Task details:
Output range, inclusive: from the line containing "Target: paved square" to the line containing "the bolshoi theatre building". Restate those lines from the data below word for word and only those.

(Information Opens)

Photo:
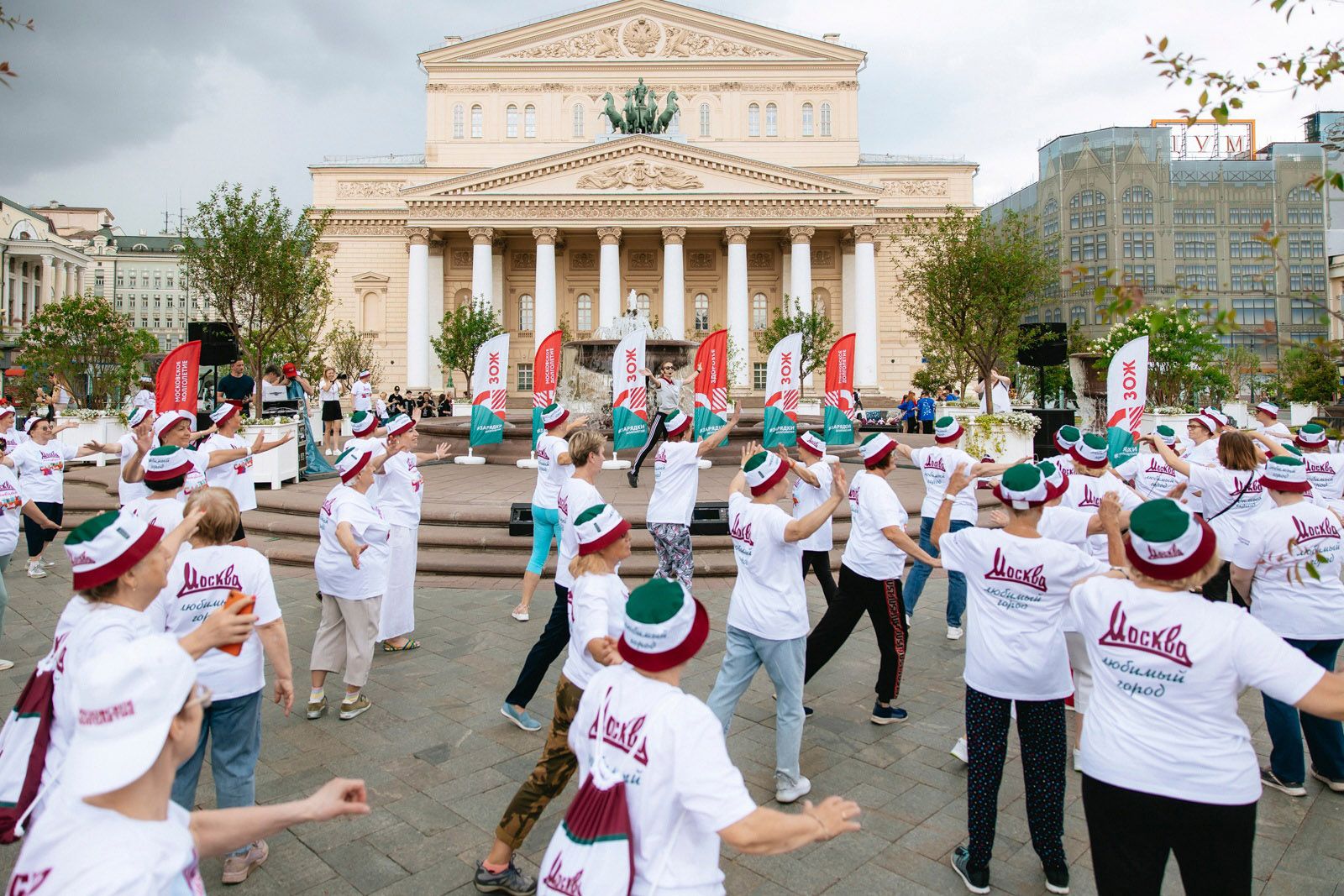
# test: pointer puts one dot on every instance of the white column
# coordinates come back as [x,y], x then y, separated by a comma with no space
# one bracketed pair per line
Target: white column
[674,281]
[866,308]
[800,281]
[609,275]
[544,322]
[739,320]
[417,309]
[481,291]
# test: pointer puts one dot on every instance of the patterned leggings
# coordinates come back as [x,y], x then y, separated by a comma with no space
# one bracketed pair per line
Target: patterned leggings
[672,544]
[1043,738]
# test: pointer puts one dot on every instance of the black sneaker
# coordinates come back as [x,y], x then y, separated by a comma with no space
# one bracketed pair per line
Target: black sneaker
[511,882]
[978,882]
[1057,879]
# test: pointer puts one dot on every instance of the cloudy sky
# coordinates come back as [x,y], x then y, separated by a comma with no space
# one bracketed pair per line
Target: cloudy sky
[131,105]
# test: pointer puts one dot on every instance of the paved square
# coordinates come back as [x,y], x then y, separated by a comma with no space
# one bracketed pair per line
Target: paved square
[441,762]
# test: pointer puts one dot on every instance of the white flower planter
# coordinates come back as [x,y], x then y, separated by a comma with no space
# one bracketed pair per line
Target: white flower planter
[280,464]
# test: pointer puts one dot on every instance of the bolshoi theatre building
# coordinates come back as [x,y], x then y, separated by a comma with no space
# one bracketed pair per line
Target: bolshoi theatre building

(Information Closes)

Written answer:
Target: paved square
[441,762]
# test: pointer puts one dot on every instance of the white flower planter
# coordinates come back as [x,y], x then y, separated by a comma with no space
# one bracketed pair per line
Target: white flower planter
[280,464]
# test: pointer puts one dot on every instance of the bolshoi theatre building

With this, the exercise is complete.